DO THIS: Count how many lines of the material below contain the string "long", and reply with that number only.

Entries from a point-annotation set:

——

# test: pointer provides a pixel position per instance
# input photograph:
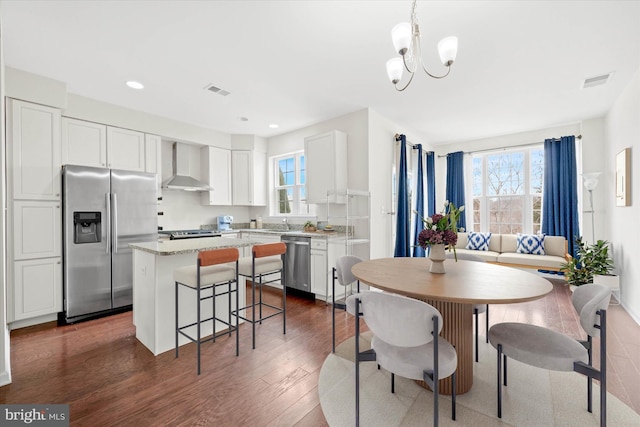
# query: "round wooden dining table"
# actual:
(454, 293)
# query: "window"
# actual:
(290, 193)
(507, 191)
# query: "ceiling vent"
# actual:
(596, 80)
(217, 90)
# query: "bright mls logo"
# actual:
(38, 415)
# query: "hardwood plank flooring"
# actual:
(109, 378)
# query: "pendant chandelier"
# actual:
(406, 40)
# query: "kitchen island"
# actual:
(154, 289)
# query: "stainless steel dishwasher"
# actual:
(298, 262)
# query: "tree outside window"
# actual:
(290, 193)
(507, 191)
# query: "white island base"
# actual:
(154, 292)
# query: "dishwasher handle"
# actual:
(288, 242)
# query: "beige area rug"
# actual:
(534, 397)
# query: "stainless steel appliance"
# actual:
(188, 234)
(103, 211)
(224, 222)
(298, 262)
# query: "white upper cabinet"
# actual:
(215, 169)
(94, 144)
(84, 143)
(248, 178)
(153, 158)
(35, 151)
(125, 149)
(326, 163)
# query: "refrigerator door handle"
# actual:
(107, 197)
(114, 219)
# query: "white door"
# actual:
(37, 229)
(35, 147)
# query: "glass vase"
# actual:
(437, 255)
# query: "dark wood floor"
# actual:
(109, 378)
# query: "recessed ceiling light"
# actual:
(135, 85)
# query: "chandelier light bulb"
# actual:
(406, 41)
(401, 37)
(448, 49)
(394, 69)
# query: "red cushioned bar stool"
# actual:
(214, 275)
(265, 265)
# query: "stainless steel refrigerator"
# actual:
(103, 211)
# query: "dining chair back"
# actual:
(405, 342)
(548, 349)
(341, 273)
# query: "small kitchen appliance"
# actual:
(224, 222)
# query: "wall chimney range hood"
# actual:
(182, 179)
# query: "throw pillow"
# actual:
(530, 244)
(478, 241)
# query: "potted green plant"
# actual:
(590, 260)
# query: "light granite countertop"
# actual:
(164, 247)
(299, 233)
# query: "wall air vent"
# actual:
(596, 80)
(217, 90)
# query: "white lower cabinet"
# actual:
(319, 268)
(37, 288)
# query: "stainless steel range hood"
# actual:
(182, 179)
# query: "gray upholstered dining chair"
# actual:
(406, 341)
(342, 273)
(548, 349)
(477, 308)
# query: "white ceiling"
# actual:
(520, 64)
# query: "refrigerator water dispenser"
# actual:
(86, 227)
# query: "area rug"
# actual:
(534, 397)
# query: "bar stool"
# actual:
(212, 271)
(266, 261)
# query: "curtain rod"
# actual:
(508, 148)
(414, 146)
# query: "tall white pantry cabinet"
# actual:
(39, 142)
(34, 232)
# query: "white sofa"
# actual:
(502, 250)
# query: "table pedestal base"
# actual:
(458, 330)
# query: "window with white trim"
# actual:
(507, 190)
(289, 185)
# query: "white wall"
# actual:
(5, 355)
(183, 209)
(46, 91)
(622, 130)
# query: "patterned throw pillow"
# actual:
(478, 241)
(530, 244)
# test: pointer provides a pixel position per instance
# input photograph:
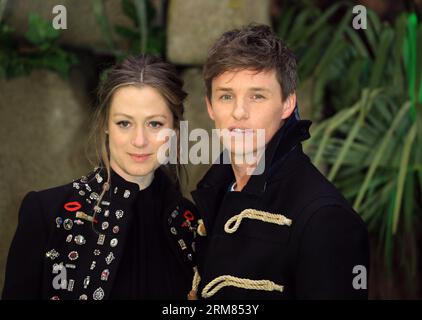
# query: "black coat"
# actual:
(45, 240)
(313, 258)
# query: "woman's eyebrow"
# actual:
(122, 114)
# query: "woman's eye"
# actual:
(123, 124)
(155, 124)
(226, 97)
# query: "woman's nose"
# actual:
(140, 138)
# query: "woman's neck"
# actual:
(142, 181)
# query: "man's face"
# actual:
(243, 102)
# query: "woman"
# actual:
(124, 231)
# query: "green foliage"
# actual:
(38, 50)
(371, 145)
(143, 37)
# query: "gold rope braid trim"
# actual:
(195, 283)
(257, 215)
(224, 281)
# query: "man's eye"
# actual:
(257, 97)
(155, 124)
(123, 124)
(226, 97)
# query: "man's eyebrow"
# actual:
(223, 89)
(258, 89)
(149, 117)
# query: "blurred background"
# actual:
(361, 87)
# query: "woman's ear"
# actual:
(288, 106)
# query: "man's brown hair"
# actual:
(254, 47)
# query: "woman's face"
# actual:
(137, 114)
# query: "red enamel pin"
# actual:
(72, 206)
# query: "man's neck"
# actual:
(242, 173)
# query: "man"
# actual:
(286, 233)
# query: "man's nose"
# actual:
(240, 111)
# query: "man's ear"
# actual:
(289, 106)
(209, 108)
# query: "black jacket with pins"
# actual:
(313, 258)
(42, 244)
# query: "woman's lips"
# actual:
(139, 157)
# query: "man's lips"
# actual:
(240, 130)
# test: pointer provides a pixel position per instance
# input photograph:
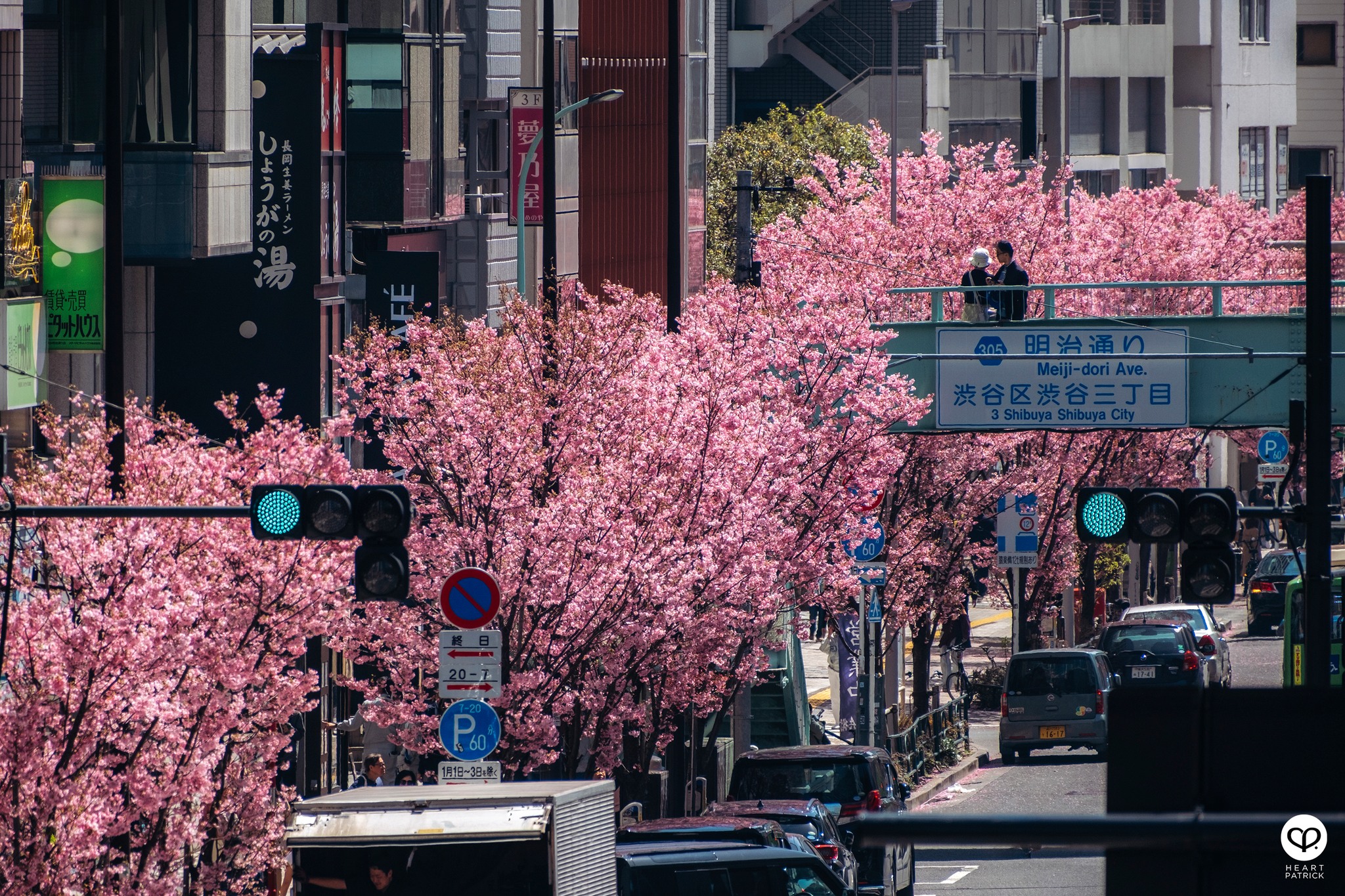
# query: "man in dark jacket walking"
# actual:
(1013, 303)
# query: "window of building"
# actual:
(1281, 167)
(1145, 116)
(1098, 183)
(158, 42)
(1146, 178)
(1254, 20)
(374, 75)
(1306, 161)
(695, 98)
(1090, 117)
(1147, 12)
(1251, 164)
(967, 51)
(1109, 10)
(567, 78)
(1317, 45)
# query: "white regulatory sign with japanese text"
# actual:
(1082, 377)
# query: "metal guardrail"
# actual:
(1224, 832)
(912, 746)
(1048, 291)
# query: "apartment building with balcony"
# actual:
(1107, 91)
(1235, 96)
(1317, 139)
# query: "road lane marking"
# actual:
(954, 878)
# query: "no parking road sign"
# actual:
(470, 598)
(470, 730)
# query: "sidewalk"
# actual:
(990, 628)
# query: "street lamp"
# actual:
(1067, 26)
(603, 96)
(898, 6)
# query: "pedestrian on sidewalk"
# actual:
(816, 621)
(954, 637)
(1013, 303)
(974, 300)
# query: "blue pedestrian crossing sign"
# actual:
(1273, 446)
(470, 730)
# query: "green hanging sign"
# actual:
(73, 263)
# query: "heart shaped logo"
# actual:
(1304, 839)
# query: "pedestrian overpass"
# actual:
(1066, 370)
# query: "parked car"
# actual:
(1055, 699)
(847, 779)
(1202, 622)
(762, 832)
(1265, 595)
(1157, 654)
(807, 819)
(721, 870)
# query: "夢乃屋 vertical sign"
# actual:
(73, 263)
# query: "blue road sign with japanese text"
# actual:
(1273, 446)
(470, 730)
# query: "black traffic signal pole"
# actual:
(550, 274)
(127, 511)
(1317, 620)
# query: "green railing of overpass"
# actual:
(1051, 291)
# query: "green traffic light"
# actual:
(1103, 515)
(277, 512)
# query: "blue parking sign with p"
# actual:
(1273, 446)
(470, 730)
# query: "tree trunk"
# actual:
(921, 641)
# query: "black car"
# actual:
(1266, 589)
(847, 779)
(806, 817)
(763, 832)
(1156, 654)
(721, 870)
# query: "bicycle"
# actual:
(956, 681)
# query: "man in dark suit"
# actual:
(1013, 303)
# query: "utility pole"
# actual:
(743, 230)
(550, 276)
(114, 242)
(1317, 612)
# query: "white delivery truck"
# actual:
(526, 839)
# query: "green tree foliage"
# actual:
(776, 148)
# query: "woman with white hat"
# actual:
(974, 309)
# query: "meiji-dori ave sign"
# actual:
(1083, 377)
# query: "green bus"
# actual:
(1293, 628)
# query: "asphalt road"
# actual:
(1056, 782)
(1053, 782)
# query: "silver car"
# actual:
(1202, 622)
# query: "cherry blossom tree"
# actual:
(152, 662)
(649, 501)
(1061, 236)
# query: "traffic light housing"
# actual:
(1208, 565)
(382, 572)
(330, 512)
(1156, 516)
(1102, 515)
(378, 515)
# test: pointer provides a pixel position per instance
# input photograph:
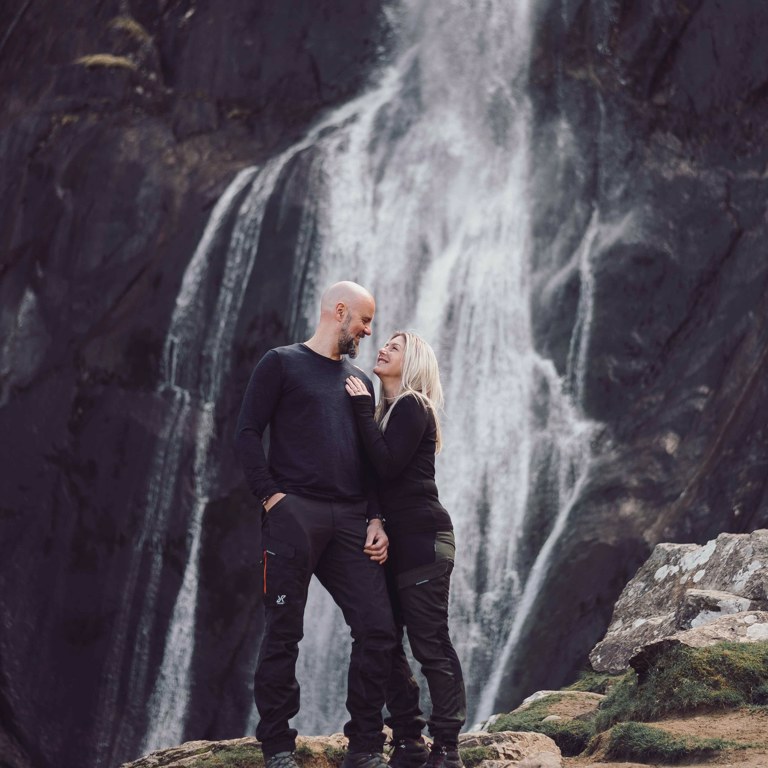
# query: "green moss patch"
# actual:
(644, 743)
(106, 61)
(683, 680)
(572, 736)
(595, 682)
(231, 756)
(472, 756)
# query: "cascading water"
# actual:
(426, 204)
(421, 195)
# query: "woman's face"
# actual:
(389, 361)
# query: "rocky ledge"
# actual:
(489, 750)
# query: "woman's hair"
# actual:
(420, 378)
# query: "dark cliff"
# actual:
(122, 123)
(662, 118)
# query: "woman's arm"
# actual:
(390, 451)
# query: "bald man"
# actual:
(320, 517)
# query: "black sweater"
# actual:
(315, 448)
(404, 459)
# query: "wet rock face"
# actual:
(122, 124)
(647, 177)
(684, 587)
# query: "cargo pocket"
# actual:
(281, 572)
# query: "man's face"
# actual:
(356, 326)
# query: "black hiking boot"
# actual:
(441, 756)
(281, 760)
(364, 760)
(408, 753)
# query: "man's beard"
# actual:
(347, 342)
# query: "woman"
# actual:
(401, 440)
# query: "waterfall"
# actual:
(421, 194)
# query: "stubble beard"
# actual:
(347, 342)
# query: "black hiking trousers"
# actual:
(420, 604)
(301, 537)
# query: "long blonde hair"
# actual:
(420, 378)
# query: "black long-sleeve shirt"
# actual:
(315, 448)
(404, 459)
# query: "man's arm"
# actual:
(261, 398)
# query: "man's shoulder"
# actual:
(289, 350)
(356, 370)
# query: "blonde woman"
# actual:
(401, 439)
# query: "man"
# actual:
(317, 518)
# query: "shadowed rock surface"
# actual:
(122, 123)
(651, 144)
(650, 150)
(683, 588)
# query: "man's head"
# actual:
(347, 309)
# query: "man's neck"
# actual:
(324, 346)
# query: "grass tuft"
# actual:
(595, 682)
(131, 27)
(635, 741)
(107, 61)
(472, 756)
(572, 736)
(242, 756)
(687, 680)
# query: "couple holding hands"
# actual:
(348, 487)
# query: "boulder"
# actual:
(696, 594)
(501, 750)
(510, 749)
(743, 627)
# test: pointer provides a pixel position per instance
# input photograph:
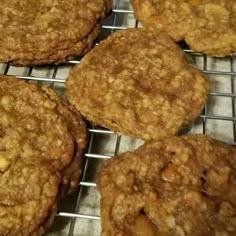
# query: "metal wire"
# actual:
(119, 12)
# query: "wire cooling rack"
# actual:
(78, 214)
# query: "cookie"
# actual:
(43, 32)
(180, 186)
(138, 83)
(40, 155)
(207, 26)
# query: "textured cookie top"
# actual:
(180, 186)
(38, 151)
(37, 32)
(138, 83)
(207, 26)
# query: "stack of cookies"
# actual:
(42, 140)
(136, 82)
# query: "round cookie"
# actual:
(40, 155)
(138, 83)
(43, 32)
(180, 186)
(207, 26)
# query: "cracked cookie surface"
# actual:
(43, 32)
(138, 83)
(180, 186)
(207, 26)
(40, 155)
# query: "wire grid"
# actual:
(79, 213)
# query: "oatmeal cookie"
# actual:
(138, 83)
(207, 26)
(40, 155)
(180, 186)
(43, 32)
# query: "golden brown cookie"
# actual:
(138, 83)
(43, 32)
(180, 186)
(40, 155)
(207, 26)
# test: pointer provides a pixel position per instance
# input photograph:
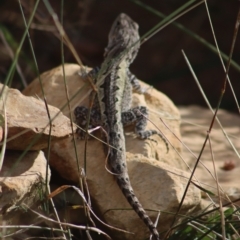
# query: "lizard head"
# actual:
(123, 38)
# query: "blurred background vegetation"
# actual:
(159, 62)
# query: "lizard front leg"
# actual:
(81, 115)
(138, 116)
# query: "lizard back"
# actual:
(115, 97)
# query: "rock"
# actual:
(22, 181)
(28, 123)
(153, 172)
(54, 88)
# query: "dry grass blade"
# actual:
(62, 188)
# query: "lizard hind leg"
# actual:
(81, 115)
(138, 116)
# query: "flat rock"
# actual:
(157, 176)
(28, 122)
(22, 181)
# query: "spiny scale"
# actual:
(114, 87)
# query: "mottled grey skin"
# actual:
(114, 83)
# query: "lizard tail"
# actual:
(125, 186)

——

WRITTEN RESPONSE: 2